Every line of the data, first to last, must be written out unchanged.

DATA PROVIDED:
____________

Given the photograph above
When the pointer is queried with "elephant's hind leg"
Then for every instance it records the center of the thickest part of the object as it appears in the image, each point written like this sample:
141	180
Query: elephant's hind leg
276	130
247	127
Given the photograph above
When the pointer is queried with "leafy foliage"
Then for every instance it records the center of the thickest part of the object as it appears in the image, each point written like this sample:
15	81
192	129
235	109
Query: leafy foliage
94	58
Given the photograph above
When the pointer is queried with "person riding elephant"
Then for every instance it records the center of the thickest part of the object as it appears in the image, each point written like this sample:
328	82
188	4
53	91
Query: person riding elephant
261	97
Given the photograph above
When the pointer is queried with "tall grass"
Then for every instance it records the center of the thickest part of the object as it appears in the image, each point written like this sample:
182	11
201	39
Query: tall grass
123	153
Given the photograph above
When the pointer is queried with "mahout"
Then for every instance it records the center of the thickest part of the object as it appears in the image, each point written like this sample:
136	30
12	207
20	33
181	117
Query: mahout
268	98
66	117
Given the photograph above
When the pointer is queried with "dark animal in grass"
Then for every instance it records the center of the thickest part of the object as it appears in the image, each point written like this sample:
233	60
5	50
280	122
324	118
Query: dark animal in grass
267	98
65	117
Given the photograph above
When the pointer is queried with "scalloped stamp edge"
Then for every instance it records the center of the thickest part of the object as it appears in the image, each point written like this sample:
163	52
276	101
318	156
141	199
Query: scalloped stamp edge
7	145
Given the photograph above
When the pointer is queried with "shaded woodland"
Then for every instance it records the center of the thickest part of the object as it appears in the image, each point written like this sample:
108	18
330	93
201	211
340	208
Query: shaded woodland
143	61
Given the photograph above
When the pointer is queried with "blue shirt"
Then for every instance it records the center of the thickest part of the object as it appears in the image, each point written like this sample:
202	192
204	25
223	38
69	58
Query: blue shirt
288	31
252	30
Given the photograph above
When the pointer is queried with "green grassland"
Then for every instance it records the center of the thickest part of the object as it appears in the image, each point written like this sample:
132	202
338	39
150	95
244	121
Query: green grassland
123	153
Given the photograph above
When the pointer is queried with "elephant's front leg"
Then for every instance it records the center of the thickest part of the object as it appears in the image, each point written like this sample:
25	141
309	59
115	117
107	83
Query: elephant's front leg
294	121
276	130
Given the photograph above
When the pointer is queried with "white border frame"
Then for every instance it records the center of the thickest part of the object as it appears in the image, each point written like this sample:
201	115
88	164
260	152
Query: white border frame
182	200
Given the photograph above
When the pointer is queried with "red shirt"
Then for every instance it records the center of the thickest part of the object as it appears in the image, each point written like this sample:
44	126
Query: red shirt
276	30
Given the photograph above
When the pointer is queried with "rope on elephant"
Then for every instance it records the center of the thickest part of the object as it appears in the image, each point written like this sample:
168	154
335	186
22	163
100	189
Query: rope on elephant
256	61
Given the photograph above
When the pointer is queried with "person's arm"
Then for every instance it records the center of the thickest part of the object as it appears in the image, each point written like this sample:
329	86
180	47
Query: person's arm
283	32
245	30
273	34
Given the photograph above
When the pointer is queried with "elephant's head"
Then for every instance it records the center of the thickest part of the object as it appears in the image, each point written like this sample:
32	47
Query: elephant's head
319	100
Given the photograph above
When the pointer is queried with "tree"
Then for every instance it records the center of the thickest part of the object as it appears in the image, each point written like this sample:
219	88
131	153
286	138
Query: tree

____________

SOLUTION:
Given the photograph above
When the pointer is queried with "elephant's hind leg"
Then for every instance it records the center of the thickest part of the object as it appears in the image, each point written like this sample:
141	180
Query: elephant's hind leg
276	130
247	127
Given the photograph above
When the pointer is queried with "leafy foliage"
Then for every instance it records the center of the thickest part of the object as it appears in the image, each point written like this sample:
15	81
192	129
235	109
Query: leafy foliage
94	58
Given the photograph above
When the pointer is queried with "person riding elephant"
Then for every instance it records the center of the thickest part of the object as it appears in the image, each point written like this sample:
328	82
188	4
53	91
Query: person riding elephant
261	97
Given the photograph above
When the pointer is queried with "tall grass"
Then for every instance it records the center of the thickest part of the object as it appears in the image, each point written like this sample:
182	11
201	39
Query: tall grass
123	153
Given the photograph above
When the pointer is queried with "mahout"
Then for every instance it records the center of the thickest part of the object as it appears in the image, each point written like this sample:
136	30
12	207
20	33
181	117
Query: mahout
268	98
66	117
Given the photograph above
When the pointer is queried with "dark animal in grass"
Then for every instance it records the center of the thickest part of the object as it appears in the image, each point written like this sample:
233	60
5	50
280	122
324	118
Query: dark animal in grass
267	98
65	117
Given the photograph above
When the pointer is queried with "scalloped stamp edge"
Then for every instance it records the center of the thickest part of the object as it appears in the image, each point written like this sample:
163	52
276	101
318	156
141	199
Query: scalloped stamp edge
7	145
Given the photograph above
When the pointer is queried with "shaded woodland"
Then for every instance it records the center of the thickest part of the object as it appears in the image, each point written like this sample:
108	18
330	93
201	211
340	208
Query: shaded woodland
143	61
Given the photograph above
When the pointer is queried with "blue shirt"
Then for every instance it records the center of the thickest part of the object as it appears in the image, each point written like this sample:
202	192
204	25
223	38
69	58
Query: blue shirt
288	31
252	30
Given the photograph above
When the pointer is queried with "green grassland"
Then for every instance it records the center of the thickest part of the object as it appears in the image, each point written like this sample:
132	202
338	39
150	95
244	121
Query: green grassland
123	153
Given the photograph above
When the pointer is queried with "elephant's front leg"
Then for every instance it records the center of the thickest part of the object as it appears in the image, each point written like this sample:
25	141
309	59
115	117
107	83
Query: elephant's front leg
294	121
276	130
Given the photograph above
When the pointer is queried with "white border frame"
Then for every instance it records the center of the thickest part of the object as it appears in the image, each point written like this sample:
201	115
88	164
260	152
Query: white border frame
182	200
Given the photograph above
When the pointer is queried with "red shirt"
Then for every instance it records the center of the thickest part of the object as it appears in the image, each point written like this sample:
44	126
Query: red shirt
276	30
Given the photograph above
When the pointer is queried with "rope on elephant"
Then for every instance it records the center of the thickest part of the object as it appears in the image, each point written like this sample:
168	154
335	186
22	163
100	189
Query: rope on elephant
256	61
Given the photograph above
When the pointer is queried with "person's arm"
Then for every instance it records the center of the thickest part of the object as it appears in the image, each point written like this sample:
329	86
180	47
Query: person's arm
283	32
245	30
273	34
Given the photograph above
When the pointer is queried with "elephant's head"
Then for every instance it records the center of the thickest part of the object as it appears in the image, each point written like this sample:
32	47
Query: elephant's head
319	100
Given the photograph above
When the pointer is queried with "tree"
Then for every instance it records the center of the thickest part of the object as it appears in the image, each point written like this sample:
219	88
131	153
286	138
Query: tree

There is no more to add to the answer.